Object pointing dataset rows

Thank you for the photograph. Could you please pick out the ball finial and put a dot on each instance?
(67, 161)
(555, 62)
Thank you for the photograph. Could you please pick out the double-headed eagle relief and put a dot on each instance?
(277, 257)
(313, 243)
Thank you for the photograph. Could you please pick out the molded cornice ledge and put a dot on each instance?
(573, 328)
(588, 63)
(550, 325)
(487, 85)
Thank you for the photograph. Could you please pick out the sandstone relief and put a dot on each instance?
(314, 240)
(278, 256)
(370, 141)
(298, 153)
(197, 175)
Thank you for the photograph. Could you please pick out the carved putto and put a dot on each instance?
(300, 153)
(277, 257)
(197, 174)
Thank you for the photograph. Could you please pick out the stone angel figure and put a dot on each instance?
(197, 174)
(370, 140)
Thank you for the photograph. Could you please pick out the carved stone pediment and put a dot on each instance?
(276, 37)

- _Your objective_
Rewrite the material above as a two-column CSV with the headers text and answer, giving each line of text its own row with the points that follow it. Put every field in double quotes and replace line breaks with spaces.

- _Answer in full_
text,answer
"Thank you for the photograph. Could you please pick out the ball finial and put a dot on each instance?","(67, 161) (555, 62)"
"Thank you for the photograph. Could you please pick out the double-headed eagle relief and put a dot on each instance?","(277, 257) (313, 243)"
"Thank you for the photograph. Could you please pick out the molded cornice ledge and put a dot on each instance?","(573, 328) (588, 63) (550, 325) (487, 85)"
"Thank you for the photograph. Could you please pick out the sandstone relief and put a dot on each instance?","(314, 240) (278, 256) (370, 141) (298, 153) (197, 175)"
"Thank you for the photograph. Could you please pick out the carved putto and put a dot on each instance?","(300, 153) (277, 257) (197, 174)"
"Thank you for the photograph. Could you please pick out the stone angel figure and put a dot on each instance?","(197, 174) (370, 140)"
"Thank you for the photograph. Could you please pick out the carved stone pediment and put a dot on each instance?","(276, 37)"